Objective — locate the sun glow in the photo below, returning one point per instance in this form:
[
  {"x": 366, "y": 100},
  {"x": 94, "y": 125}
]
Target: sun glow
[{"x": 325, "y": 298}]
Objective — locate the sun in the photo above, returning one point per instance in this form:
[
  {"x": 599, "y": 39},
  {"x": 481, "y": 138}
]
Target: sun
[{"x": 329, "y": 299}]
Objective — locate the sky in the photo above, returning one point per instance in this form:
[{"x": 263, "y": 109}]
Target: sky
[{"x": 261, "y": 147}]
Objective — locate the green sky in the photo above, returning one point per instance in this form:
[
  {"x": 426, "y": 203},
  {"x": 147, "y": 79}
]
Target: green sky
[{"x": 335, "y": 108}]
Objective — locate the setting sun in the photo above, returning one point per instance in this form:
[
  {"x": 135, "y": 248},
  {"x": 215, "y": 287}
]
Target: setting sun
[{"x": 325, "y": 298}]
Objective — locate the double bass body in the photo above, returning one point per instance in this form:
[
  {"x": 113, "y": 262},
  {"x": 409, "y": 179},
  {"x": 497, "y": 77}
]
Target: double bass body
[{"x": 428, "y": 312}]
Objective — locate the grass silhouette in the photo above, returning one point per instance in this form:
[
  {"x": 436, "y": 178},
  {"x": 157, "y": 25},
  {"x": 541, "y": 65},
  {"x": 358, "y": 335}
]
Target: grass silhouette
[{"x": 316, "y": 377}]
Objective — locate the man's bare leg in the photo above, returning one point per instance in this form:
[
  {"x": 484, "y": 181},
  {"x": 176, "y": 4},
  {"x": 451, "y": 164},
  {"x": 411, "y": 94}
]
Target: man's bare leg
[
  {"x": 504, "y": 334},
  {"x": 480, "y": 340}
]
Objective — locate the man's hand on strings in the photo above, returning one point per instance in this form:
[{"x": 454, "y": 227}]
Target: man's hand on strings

# # #

*WORK ITEM:* Search the listing above for the word "strings", and copy every line that has it.

*TASK OUTPUT:*
Objective — locate the man's hand on strings in the photo above, returning one point per instance in this form:
Target: man's hand on strings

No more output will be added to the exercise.